**Given problem:** Output, word for word, the lines starting with the one that contains "subject: **bokeh light circle**" and going on through the one that contains "116 98 L 115", with both of those lines included.

**Dataset records:**

# # # #

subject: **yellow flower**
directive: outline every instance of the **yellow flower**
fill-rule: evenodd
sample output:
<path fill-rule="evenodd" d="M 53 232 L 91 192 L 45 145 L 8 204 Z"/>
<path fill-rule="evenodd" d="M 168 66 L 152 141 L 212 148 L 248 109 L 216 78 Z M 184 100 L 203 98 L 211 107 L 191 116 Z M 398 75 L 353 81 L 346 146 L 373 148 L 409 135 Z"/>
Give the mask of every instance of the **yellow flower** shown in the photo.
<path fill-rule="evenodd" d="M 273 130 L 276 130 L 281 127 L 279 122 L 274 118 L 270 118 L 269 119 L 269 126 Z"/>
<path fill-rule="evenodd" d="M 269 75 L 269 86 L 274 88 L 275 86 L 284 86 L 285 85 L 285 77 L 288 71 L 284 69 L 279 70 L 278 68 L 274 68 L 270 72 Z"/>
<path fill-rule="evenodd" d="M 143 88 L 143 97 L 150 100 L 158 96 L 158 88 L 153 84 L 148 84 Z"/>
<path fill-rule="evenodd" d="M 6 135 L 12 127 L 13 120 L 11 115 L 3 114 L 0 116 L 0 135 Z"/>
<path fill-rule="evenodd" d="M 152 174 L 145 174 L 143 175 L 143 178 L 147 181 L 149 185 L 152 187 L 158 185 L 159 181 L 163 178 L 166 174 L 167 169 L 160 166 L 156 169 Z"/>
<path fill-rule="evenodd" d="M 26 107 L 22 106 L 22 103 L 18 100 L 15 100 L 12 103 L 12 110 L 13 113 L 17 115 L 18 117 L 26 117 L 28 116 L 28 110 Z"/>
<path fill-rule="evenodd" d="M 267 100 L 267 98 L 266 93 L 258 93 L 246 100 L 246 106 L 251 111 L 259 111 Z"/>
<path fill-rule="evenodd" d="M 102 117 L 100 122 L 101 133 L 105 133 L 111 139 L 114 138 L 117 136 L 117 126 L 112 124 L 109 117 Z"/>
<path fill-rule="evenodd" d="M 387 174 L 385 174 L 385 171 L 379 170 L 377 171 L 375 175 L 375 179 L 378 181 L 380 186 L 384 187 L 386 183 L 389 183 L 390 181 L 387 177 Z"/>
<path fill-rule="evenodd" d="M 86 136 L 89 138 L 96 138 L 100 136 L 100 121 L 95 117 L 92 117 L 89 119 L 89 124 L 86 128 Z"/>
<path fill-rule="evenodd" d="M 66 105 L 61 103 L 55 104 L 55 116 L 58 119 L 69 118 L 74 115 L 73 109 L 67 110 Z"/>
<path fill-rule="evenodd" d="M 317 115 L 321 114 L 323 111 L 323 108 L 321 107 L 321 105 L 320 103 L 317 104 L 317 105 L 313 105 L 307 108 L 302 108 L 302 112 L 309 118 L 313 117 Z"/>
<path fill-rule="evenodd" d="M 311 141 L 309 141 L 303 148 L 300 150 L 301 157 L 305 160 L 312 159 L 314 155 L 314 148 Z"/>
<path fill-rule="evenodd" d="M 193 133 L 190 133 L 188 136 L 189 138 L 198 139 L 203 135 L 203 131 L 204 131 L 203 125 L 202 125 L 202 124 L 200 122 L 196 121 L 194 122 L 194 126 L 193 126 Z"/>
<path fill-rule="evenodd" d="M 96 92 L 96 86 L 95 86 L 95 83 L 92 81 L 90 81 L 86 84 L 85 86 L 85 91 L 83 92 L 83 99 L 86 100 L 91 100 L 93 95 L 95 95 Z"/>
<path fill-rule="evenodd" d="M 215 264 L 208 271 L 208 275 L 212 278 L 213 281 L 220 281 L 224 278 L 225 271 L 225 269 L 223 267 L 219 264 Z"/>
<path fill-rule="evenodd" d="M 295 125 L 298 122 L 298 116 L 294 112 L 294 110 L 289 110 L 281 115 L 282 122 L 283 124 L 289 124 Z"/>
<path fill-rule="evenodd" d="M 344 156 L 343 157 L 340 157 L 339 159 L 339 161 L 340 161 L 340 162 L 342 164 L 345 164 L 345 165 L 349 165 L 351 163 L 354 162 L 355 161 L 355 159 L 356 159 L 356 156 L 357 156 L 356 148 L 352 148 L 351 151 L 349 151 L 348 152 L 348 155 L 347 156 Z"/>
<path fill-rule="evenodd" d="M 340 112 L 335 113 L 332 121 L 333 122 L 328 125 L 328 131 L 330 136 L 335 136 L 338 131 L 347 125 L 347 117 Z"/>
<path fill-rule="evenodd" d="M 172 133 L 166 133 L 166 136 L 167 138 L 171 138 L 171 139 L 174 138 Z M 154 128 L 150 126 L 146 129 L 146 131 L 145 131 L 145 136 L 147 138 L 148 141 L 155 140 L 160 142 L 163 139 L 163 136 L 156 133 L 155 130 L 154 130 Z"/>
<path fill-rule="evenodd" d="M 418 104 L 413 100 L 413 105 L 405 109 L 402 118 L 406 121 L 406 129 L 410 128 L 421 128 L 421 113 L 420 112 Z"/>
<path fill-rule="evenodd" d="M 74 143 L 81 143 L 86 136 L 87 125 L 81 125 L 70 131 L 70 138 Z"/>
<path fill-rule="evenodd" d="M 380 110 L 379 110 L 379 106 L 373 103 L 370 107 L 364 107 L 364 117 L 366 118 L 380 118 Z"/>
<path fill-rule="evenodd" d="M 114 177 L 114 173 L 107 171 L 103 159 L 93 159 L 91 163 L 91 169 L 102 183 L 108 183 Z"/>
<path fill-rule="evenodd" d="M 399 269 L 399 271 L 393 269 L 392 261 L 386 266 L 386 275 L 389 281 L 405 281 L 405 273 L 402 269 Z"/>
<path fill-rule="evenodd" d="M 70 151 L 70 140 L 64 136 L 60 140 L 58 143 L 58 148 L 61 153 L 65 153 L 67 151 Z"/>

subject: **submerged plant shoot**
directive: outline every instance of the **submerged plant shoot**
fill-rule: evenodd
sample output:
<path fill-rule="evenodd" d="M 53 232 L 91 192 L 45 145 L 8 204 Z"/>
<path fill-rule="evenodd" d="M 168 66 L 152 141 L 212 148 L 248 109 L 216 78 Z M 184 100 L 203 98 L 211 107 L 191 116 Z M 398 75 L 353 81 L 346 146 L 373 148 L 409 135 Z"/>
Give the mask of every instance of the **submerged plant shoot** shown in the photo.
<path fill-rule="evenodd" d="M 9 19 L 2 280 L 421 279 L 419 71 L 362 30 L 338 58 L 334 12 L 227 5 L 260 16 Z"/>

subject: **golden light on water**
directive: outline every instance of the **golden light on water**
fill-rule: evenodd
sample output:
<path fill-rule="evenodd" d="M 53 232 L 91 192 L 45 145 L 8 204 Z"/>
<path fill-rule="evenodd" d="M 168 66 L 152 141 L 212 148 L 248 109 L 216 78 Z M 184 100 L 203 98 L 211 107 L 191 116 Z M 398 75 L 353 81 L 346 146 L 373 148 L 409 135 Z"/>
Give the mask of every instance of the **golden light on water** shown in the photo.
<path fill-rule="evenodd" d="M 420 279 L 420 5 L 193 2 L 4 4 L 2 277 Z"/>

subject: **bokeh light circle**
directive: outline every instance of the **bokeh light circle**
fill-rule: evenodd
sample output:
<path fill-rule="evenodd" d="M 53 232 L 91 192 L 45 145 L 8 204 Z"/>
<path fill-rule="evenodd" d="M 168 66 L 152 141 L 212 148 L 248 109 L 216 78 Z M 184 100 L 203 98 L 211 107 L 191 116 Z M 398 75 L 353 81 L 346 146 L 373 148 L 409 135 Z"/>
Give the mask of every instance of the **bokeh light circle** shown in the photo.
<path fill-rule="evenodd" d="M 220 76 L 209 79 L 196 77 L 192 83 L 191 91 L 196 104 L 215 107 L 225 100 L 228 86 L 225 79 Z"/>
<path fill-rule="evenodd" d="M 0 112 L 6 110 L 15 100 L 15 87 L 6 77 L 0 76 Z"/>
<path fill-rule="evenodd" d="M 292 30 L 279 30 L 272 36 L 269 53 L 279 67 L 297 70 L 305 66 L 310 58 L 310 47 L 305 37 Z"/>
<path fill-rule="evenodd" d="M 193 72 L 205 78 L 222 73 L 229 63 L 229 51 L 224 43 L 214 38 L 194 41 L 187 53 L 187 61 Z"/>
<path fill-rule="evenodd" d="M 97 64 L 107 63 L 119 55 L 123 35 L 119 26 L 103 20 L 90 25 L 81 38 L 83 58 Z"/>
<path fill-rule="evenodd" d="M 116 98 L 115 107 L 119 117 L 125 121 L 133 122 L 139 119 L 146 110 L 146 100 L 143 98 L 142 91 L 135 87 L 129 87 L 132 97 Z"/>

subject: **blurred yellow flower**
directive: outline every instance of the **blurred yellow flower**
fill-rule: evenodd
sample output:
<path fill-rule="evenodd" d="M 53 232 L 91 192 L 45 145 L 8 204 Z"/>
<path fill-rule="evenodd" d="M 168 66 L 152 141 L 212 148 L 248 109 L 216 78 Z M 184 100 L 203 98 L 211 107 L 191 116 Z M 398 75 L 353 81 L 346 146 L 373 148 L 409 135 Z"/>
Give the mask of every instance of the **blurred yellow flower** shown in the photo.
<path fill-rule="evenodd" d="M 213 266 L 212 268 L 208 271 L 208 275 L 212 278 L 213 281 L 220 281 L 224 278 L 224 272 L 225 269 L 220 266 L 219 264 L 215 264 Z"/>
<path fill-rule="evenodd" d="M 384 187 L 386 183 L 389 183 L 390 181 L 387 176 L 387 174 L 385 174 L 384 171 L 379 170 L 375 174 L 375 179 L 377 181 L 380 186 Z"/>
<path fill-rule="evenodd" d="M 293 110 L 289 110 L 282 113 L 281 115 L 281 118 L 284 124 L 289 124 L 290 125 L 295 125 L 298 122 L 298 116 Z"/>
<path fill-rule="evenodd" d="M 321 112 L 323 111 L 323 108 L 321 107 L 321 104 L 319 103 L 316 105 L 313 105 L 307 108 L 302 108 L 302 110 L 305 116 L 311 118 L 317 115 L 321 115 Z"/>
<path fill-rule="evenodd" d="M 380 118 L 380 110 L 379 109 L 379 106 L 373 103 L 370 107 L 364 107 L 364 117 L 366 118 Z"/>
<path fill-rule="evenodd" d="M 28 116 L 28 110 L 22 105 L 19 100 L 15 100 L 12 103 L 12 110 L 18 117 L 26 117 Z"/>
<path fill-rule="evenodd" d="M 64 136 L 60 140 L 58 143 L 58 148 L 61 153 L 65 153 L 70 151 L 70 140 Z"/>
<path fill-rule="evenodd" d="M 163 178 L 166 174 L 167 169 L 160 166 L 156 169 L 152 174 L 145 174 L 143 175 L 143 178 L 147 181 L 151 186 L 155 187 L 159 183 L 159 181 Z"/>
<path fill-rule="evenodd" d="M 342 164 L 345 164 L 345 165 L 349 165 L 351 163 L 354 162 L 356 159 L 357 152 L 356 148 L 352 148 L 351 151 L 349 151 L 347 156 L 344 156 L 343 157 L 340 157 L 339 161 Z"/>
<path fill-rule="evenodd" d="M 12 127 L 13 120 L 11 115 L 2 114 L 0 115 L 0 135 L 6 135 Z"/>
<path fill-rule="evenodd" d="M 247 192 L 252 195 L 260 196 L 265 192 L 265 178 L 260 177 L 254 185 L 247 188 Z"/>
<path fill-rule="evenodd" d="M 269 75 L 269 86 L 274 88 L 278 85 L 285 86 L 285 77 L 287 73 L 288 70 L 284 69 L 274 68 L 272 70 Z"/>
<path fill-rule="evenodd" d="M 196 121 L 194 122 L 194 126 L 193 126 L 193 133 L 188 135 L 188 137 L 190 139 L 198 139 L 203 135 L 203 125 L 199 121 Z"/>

# # # #

**Answer for the task:**
subject: **bokeh light circle**
directive: outline every instance of the **bokeh light circle**
fill-rule: evenodd
sample output:
<path fill-rule="evenodd" d="M 53 232 L 91 192 L 45 145 L 8 204 Z"/>
<path fill-rule="evenodd" d="M 168 66 L 152 141 L 212 148 L 248 109 L 216 78 Z M 184 100 L 203 98 L 211 107 L 191 116 Z M 398 75 L 353 81 L 346 146 L 373 148 L 409 135 Z"/>
Give the mask of every instance of the **bokeh light circle** shown in the photo.
<path fill-rule="evenodd" d="M 220 76 L 209 79 L 196 77 L 192 83 L 191 91 L 196 104 L 215 107 L 225 100 L 228 86 L 225 79 Z"/>
<path fill-rule="evenodd" d="M 0 112 L 6 110 L 15 100 L 15 87 L 6 77 L 0 76 Z"/>
<path fill-rule="evenodd" d="M 292 30 L 279 30 L 272 36 L 269 53 L 279 67 L 297 70 L 305 66 L 310 58 L 310 47 L 305 37 Z"/>
<path fill-rule="evenodd" d="M 193 72 L 205 78 L 222 73 L 229 63 L 229 51 L 224 43 L 214 38 L 194 41 L 187 53 L 187 61 Z"/>
<path fill-rule="evenodd" d="M 97 64 L 107 63 L 119 55 L 123 35 L 119 26 L 103 20 L 90 25 L 81 38 L 83 58 Z"/>
<path fill-rule="evenodd" d="M 116 98 L 115 107 L 119 117 L 125 121 L 133 122 L 139 119 L 146 110 L 146 100 L 143 98 L 142 91 L 135 87 L 129 87 L 132 97 Z"/>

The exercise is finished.